Work instructions:
Reproduce every line of the listing below, requests included, and rescale each pixel coordinate in the answers by multiplying it by 2.35 and rounding to the nearest whole number, with halves rounded up. Leave the pictures out of your reproduction.

Task material:
• • • • •

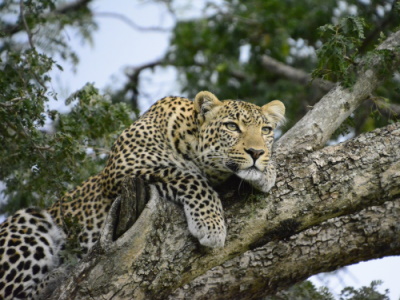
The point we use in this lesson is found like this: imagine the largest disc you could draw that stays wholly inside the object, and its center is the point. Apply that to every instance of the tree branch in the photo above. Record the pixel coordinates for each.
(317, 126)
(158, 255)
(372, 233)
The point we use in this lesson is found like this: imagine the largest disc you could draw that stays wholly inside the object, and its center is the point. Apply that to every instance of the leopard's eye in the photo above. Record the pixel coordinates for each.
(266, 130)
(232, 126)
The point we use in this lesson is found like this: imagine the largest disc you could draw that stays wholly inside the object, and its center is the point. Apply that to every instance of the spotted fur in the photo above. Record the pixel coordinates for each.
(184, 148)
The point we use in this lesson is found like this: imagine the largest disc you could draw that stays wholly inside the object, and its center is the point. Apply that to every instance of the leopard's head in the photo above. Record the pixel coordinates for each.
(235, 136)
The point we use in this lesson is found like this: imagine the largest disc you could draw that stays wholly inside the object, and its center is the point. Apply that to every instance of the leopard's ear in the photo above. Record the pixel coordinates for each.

• • • • •

Answer for this exercise:
The point we use in this lesson is found like this: imagine the largest disc you could draw that stays wholly inside the object, and its center is the point. Apply that to every instance of the tree branch in the photo above. Record the pixel coordinates for each.
(745, 296)
(371, 599)
(874, 548)
The point we use in this lesson is found like this: imagine the largest disc you could draw that stays wholly inside the object, and its center is the point. Apply that to every instance of the leopard's eye in the photo above. Record the pixel coordinates for each.
(625, 306)
(545, 296)
The point we use in this lesson is found like this: imagine the largest disc you could draw that stays wholly inside the object, and its center is the point. Apply that to every instance of the spotted fur in the photo above. Record the pixel coordinates for each.
(432, 348)
The point we use in this lesson is found like this: imagine the largest disc you could draw that stays wholly inside the object, and its center is the point. Apply that to every instance of the leopard's head in the photo above. Record the pixel coordinates for each.
(552, 320)
The point we use in this lesson is found like this: imagine the largest disc you could draw that stays wholly inside the object, and its center is the point. Apply that to every instance of the leopard's ear in the photo above. Record the pixel coordinates for each.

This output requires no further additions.